Activity:
Your answer must be a single number: the count of lines in the entries below that hold "sleeve".

(Referring expression pointing data)
-*-

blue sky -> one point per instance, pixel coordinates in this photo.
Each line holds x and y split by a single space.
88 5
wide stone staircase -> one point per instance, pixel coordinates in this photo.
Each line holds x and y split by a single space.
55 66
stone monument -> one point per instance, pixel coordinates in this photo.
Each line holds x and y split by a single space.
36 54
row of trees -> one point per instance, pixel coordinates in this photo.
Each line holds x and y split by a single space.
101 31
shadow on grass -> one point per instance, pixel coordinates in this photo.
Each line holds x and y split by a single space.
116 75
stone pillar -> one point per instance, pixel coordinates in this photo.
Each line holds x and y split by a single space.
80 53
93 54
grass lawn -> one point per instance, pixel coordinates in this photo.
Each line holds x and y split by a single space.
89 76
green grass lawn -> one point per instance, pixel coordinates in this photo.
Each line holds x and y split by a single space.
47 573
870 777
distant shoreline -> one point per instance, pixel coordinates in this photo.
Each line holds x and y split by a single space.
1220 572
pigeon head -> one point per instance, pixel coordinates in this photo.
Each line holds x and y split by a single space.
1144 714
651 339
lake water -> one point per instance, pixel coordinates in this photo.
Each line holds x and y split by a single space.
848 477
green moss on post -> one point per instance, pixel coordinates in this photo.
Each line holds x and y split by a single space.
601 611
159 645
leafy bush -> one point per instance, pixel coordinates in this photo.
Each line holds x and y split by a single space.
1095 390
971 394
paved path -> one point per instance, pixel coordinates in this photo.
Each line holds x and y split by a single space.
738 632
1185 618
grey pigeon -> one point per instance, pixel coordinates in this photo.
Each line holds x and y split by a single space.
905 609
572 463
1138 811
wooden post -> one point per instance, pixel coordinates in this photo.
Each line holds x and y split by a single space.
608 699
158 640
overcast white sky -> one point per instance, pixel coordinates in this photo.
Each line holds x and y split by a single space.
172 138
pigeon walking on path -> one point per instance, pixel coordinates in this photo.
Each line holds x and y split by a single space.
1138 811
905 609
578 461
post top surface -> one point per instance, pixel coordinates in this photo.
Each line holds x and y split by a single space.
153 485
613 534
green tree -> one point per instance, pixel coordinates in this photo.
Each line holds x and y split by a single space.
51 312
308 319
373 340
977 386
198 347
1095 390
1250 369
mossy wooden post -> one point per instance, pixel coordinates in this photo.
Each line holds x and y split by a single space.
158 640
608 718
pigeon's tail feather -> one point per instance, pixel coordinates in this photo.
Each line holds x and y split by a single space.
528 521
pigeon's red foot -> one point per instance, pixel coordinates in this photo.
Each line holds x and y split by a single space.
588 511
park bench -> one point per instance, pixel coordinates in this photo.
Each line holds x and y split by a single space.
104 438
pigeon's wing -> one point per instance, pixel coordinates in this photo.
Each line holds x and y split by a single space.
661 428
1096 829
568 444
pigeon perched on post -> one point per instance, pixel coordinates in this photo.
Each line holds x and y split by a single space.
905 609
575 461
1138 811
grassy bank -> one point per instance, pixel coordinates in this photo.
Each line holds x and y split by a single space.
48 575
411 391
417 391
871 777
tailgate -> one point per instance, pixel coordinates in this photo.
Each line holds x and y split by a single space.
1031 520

-*-

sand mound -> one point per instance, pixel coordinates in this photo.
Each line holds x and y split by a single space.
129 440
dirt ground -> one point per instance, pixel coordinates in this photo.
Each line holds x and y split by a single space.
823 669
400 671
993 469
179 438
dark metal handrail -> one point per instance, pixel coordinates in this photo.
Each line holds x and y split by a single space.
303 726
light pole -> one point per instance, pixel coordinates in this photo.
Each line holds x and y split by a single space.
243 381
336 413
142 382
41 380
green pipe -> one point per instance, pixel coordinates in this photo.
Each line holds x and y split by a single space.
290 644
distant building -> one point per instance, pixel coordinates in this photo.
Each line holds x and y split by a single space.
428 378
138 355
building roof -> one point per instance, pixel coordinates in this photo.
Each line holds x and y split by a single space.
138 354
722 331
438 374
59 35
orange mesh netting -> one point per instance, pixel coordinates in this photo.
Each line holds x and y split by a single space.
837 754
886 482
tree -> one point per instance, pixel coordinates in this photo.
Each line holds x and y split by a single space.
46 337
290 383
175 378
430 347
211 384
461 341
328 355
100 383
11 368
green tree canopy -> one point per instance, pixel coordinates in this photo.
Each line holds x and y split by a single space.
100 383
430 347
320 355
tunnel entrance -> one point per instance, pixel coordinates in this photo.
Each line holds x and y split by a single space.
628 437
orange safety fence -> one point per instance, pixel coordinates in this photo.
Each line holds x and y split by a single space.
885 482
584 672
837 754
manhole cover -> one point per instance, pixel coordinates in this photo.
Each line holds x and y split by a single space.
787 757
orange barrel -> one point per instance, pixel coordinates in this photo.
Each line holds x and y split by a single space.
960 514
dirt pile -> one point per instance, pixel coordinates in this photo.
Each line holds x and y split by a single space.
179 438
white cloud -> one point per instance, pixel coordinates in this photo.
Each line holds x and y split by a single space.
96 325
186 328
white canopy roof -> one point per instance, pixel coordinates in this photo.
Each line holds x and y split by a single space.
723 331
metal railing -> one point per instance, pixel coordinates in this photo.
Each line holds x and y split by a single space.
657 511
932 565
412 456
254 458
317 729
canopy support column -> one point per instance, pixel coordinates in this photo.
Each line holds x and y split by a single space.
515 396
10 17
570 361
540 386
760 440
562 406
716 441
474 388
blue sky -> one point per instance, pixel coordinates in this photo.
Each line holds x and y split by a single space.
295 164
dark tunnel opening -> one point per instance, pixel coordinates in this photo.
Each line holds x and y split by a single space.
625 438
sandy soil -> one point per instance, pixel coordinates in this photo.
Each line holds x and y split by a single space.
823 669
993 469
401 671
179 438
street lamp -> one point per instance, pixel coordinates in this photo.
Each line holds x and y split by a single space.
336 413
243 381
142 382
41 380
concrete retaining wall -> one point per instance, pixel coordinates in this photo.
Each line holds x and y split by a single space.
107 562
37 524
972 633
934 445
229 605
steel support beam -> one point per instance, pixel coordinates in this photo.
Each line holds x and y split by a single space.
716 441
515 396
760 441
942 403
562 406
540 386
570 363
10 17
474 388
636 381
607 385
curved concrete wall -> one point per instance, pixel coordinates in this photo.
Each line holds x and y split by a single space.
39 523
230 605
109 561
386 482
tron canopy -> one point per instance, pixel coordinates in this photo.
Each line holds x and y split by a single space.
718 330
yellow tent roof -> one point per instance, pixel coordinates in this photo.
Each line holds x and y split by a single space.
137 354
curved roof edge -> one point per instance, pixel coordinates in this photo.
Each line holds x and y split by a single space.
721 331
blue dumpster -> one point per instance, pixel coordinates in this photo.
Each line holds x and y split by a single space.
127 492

-*-

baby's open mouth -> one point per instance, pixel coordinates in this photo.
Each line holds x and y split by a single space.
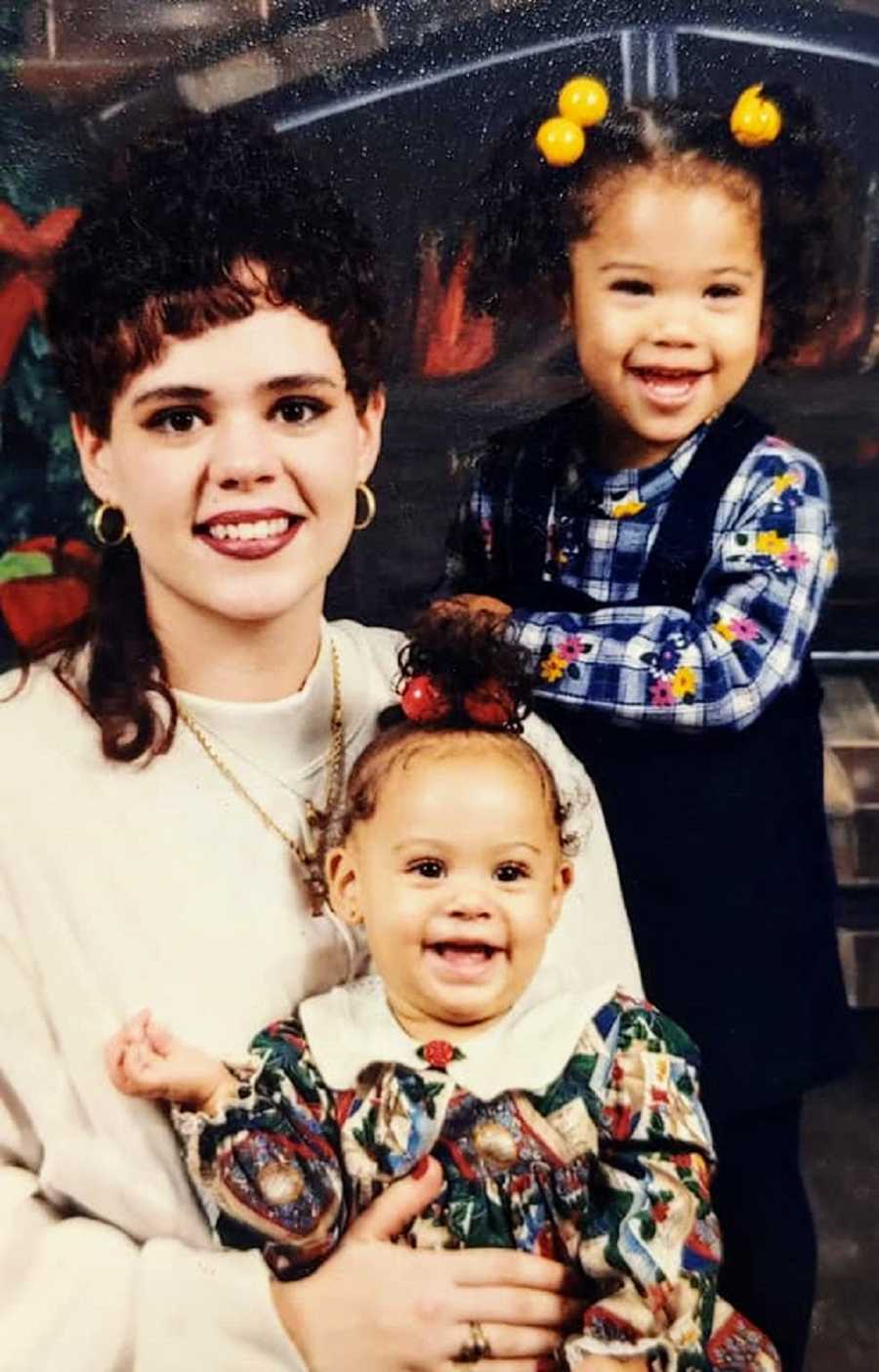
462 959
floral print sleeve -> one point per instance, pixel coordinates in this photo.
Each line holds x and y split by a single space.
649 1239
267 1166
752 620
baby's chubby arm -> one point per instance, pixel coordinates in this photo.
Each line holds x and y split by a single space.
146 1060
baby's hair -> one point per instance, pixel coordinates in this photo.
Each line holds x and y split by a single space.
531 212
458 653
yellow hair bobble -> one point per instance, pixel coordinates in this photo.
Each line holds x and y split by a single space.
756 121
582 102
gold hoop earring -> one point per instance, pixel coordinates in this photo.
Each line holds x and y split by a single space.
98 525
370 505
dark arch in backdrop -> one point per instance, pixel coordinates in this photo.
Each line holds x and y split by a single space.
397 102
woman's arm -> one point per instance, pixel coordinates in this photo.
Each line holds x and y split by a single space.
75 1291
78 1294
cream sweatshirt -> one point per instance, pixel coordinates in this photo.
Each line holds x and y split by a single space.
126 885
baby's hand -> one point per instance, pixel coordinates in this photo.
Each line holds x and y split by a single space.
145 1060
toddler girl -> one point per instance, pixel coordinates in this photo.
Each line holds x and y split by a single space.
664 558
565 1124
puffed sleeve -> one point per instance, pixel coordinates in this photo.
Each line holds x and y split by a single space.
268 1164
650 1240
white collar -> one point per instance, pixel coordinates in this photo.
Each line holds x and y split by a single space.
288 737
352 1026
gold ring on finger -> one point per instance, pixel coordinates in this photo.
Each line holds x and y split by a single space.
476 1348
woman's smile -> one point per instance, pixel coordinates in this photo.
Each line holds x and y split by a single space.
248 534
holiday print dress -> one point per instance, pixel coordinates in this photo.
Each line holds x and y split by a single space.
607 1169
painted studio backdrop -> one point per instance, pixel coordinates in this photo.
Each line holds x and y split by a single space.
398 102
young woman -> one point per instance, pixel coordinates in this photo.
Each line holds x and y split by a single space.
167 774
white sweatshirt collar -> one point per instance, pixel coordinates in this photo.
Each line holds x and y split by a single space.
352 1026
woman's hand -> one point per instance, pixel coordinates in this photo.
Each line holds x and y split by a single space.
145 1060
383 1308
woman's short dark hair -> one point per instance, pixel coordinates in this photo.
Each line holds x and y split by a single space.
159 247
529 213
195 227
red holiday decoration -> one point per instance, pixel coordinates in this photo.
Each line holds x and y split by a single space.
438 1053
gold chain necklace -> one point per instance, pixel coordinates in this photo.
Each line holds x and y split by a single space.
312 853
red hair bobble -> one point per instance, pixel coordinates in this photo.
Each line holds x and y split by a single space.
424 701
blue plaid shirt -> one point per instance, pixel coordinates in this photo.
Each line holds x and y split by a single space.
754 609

-*-

Response:
2